§ **What the task requires**
The data must be copied over exactly and in full.

———

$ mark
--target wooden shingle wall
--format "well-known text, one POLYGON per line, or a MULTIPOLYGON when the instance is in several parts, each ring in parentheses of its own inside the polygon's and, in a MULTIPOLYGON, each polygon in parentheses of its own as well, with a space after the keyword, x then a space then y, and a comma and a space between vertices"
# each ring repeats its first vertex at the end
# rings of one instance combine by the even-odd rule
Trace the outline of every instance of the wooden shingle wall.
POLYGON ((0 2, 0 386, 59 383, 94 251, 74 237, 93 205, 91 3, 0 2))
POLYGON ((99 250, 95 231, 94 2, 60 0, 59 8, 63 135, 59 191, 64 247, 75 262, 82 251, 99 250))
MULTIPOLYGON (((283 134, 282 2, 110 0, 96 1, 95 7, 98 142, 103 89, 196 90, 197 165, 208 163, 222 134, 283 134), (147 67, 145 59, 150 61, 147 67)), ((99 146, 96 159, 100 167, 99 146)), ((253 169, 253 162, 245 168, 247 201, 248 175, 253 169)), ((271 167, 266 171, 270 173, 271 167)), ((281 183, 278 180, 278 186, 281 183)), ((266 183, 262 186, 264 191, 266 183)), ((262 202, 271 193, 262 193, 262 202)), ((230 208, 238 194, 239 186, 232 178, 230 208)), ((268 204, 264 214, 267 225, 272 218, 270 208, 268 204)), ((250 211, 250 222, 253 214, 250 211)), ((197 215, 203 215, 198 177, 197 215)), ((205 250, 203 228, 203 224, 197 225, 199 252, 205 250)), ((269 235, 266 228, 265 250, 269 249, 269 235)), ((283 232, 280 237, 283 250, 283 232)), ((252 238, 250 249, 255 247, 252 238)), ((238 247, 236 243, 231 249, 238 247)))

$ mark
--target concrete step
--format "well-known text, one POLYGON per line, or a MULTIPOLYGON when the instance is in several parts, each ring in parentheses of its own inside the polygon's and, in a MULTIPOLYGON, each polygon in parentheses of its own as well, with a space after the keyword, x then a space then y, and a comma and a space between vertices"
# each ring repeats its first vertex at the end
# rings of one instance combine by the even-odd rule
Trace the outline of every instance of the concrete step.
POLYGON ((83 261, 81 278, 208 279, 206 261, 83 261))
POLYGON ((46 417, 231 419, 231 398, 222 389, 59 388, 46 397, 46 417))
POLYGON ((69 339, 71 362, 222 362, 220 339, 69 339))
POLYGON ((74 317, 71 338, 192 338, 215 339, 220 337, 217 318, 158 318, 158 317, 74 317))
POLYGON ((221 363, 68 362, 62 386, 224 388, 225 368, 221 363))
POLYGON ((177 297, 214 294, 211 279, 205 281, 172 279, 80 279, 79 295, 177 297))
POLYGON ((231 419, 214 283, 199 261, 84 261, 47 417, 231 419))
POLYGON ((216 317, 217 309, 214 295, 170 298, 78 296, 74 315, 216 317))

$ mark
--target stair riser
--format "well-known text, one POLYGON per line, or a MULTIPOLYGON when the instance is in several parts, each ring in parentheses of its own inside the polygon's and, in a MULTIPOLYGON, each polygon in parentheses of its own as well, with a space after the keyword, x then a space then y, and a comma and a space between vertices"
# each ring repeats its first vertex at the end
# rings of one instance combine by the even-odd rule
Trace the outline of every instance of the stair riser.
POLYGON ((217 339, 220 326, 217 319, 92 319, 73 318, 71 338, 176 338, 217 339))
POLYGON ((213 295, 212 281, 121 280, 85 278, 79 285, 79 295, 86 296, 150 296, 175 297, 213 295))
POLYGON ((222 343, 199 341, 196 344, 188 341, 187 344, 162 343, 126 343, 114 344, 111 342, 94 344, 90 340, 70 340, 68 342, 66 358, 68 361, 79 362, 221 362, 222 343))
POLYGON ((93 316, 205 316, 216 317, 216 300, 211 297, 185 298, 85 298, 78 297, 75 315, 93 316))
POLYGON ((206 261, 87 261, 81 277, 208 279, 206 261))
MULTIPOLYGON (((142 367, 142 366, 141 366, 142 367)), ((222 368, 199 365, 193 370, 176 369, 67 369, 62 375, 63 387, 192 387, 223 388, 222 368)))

———

§ **Task result**
$ mark
--target wooden shingle wall
--format "well-known text, one POLYGON per line, or a MULTIPOLYGON when the instance is in several parts, each ring in parentheses of its own inside the polygon's and, in a MULTIPOLYGON, each polygon in parentheses of its own as well, with a space after the keyword, x then a space then y, and a comma and a space between vertices"
# each ring repeats its first vertex at the end
# rings of one instance combine by the even-odd rule
Trace the outline of every instance of the wooden shingle wall.
POLYGON ((0 2, 0 386, 59 383, 94 251, 74 237, 93 205, 91 3, 0 2))
POLYGON ((99 250, 95 231, 94 2, 60 0, 59 8, 63 135, 59 191, 64 247, 75 262, 82 251, 99 250))
MULTIPOLYGON (((283 134, 282 2, 110 0, 96 1, 95 7, 98 142, 103 89, 196 90, 197 165, 208 163, 222 134, 283 134), (147 67, 145 59, 150 61, 147 67)), ((99 146, 96 159, 100 167, 99 146)), ((253 169, 253 162, 245 168, 247 201, 248 175, 253 169)), ((271 167, 266 171, 270 173, 271 167)), ((281 183, 278 180, 278 186, 281 183)), ((266 183, 262 186, 264 191, 266 183)), ((262 202, 271 193, 262 193, 262 202)), ((230 208, 238 194, 239 186, 232 178, 230 208)), ((268 204, 264 214, 267 225, 272 218, 270 208, 268 204)), ((250 211, 250 222, 253 214, 250 211)), ((197 215, 203 215, 198 177, 197 215)), ((205 250, 203 228, 203 224, 197 225, 199 252, 205 250)), ((269 235, 266 228, 265 250, 269 249, 269 235)), ((283 232, 280 237, 283 250, 283 232)), ((252 238, 250 249, 255 247, 252 238)), ((238 247, 236 243, 231 249, 238 247)))

$ mark
--target concrete step
--format "well-known text, one POLYGON per line, or a MULTIPOLYGON when the instance is in several parts, each ring in parentheses of its own inside the polygon's and, in a MULTIPOLYGON, each polygon in parentheses of its own as well, with a space after the keyword, x then a space then y, and a comma and a space between vertices"
# each ring repeats its first vertex at the end
# rings of one instance combine by the even-odd rule
Trace the outline of every instance of the concrete step.
POLYGON ((83 261, 81 278, 208 279, 206 261, 83 261))
POLYGON ((46 417, 231 419, 231 398, 222 389, 59 388, 46 397, 46 417))
POLYGON ((69 339, 71 362, 222 362, 220 339, 69 339))
POLYGON ((74 317, 71 338, 192 338, 215 339, 220 337, 217 318, 158 318, 158 317, 74 317))
POLYGON ((221 363, 68 362, 62 386, 224 388, 225 368, 221 363))
POLYGON ((177 297, 214 294, 211 279, 205 281, 172 279, 80 279, 79 295, 177 297))
POLYGON ((231 419, 214 283, 199 261, 84 261, 47 417, 231 419))
POLYGON ((216 317, 217 309, 214 295, 170 298, 78 296, 74 315, 216 317))

$ mark
--target stair riser
--format "well-known text, one POLYGON per line, or a MULTIPOLYGON when the instance is in several parts, each ring in parentheses of its own inside the polygon's and, in a MULTIPOLYGON, each polygon in parentheses of its own as well, with a space after the keyword, x then a space then y, and a comma and a space between vertices"
# each ring repeats its first vertex at the end
# rings of one instance combine by the even-odd rule
Trace the outline of every instance of the stair riser.
POLYGON ((217 339, 220 326, 217 319, 92 319, 73 318, 71 338, 176 338, 217 339))
POLYGON ((213 295, 212 281, 121 280, 85 278, 79 285, 79 295, 86 296, 150 296, 175 297, 213 295))
POLYGON ((222 343, 199 341, 196 344, 188 341, 187 344, 162 343, 126 343, 114 344, 111 342, 94 344, 90 340, 70 340, 68 342, 66 358, 68 361, 79 362, 221 362, 222 343))
POLYGON ((93 316, 205 316, 216 317, 216 300, 211 297, 185 298, 85 298, 78 297, 75 315, 93 316))
POLYGON ((206 261, 87 261, 81 277, 208 279, 206 261))
MULTIPOLYGON (((142 367, 142 366, 141 366, 142 367)), ((222 368, 199 365, 193 370, 176 369, 67 369, 62 375, 63 387, 192 387, 223 388, 222 368)))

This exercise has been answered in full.